[Records from a dataset]
--- Begin ---
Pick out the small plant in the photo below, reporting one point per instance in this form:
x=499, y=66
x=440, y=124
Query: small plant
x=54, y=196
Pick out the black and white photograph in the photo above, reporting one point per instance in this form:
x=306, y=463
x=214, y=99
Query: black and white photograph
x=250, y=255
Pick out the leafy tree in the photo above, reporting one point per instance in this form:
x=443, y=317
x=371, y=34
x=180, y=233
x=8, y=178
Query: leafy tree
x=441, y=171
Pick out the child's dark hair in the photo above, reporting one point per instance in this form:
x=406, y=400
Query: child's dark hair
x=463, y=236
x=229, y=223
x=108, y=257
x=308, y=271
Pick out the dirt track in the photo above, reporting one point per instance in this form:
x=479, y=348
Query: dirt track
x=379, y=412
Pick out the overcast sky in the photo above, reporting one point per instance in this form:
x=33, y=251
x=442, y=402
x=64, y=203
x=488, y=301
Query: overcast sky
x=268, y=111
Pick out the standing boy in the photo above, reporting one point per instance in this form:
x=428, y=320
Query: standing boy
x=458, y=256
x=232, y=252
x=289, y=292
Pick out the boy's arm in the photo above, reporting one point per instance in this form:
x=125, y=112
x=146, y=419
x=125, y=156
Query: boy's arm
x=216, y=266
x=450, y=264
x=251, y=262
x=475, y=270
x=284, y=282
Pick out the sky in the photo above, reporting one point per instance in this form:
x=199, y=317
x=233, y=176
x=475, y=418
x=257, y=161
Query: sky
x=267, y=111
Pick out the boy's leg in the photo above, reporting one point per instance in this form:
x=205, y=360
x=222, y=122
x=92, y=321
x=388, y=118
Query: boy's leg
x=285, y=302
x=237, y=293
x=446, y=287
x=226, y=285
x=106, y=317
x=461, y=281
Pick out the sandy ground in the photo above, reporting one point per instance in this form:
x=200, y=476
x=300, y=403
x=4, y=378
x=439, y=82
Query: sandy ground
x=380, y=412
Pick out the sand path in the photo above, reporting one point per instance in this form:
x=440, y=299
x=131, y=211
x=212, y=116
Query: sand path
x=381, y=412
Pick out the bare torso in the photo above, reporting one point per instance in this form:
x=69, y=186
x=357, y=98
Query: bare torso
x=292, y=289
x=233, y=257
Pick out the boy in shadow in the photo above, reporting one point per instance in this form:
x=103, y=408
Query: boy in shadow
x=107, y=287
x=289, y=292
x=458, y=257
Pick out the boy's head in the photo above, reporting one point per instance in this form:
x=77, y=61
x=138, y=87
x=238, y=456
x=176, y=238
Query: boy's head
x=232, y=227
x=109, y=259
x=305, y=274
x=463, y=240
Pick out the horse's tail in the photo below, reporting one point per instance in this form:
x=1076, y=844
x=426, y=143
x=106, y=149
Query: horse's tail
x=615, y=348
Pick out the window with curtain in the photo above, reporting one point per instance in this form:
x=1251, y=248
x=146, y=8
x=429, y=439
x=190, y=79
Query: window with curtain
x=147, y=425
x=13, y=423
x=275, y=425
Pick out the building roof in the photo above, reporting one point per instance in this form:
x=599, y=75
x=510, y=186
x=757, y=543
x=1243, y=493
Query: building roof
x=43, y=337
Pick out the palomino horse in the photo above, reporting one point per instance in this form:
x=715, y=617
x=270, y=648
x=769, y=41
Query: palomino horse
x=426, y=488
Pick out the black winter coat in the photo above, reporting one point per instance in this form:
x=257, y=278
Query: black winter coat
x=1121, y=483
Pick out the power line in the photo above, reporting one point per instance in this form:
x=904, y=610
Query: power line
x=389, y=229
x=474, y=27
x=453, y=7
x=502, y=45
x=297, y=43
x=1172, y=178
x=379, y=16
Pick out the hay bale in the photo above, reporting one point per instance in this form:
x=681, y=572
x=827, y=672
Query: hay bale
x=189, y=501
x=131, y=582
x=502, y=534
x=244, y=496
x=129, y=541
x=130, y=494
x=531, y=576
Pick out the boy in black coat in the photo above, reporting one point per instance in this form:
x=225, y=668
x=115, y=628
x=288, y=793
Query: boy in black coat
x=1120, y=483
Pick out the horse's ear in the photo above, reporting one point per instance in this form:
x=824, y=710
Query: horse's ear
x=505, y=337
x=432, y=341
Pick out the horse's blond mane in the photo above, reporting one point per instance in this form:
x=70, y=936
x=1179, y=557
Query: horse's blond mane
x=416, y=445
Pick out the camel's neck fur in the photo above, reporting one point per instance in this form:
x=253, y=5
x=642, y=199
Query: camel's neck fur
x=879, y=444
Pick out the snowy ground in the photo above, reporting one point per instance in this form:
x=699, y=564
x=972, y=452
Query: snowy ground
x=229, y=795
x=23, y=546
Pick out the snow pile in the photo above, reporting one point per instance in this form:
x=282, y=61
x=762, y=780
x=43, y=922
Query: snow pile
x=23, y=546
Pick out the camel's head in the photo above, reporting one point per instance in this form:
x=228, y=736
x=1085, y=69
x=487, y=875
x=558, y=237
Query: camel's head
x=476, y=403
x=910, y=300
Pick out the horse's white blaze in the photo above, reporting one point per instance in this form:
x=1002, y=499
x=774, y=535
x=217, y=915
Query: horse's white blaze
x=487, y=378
--- End ---
▶ [Description of the task] Reproduce the lines above verbatim, starting at the line containing "Pick out the horse's white" and continuing through the end of the records, both ends included.

▶ [Full response]
Pick out the horse's white blaze in the photo above, reporting one point per instance in this form:
x=1002, y=499
x=774, y=535
x=217, y=915
Query: horse's white blaze
x=487, y=378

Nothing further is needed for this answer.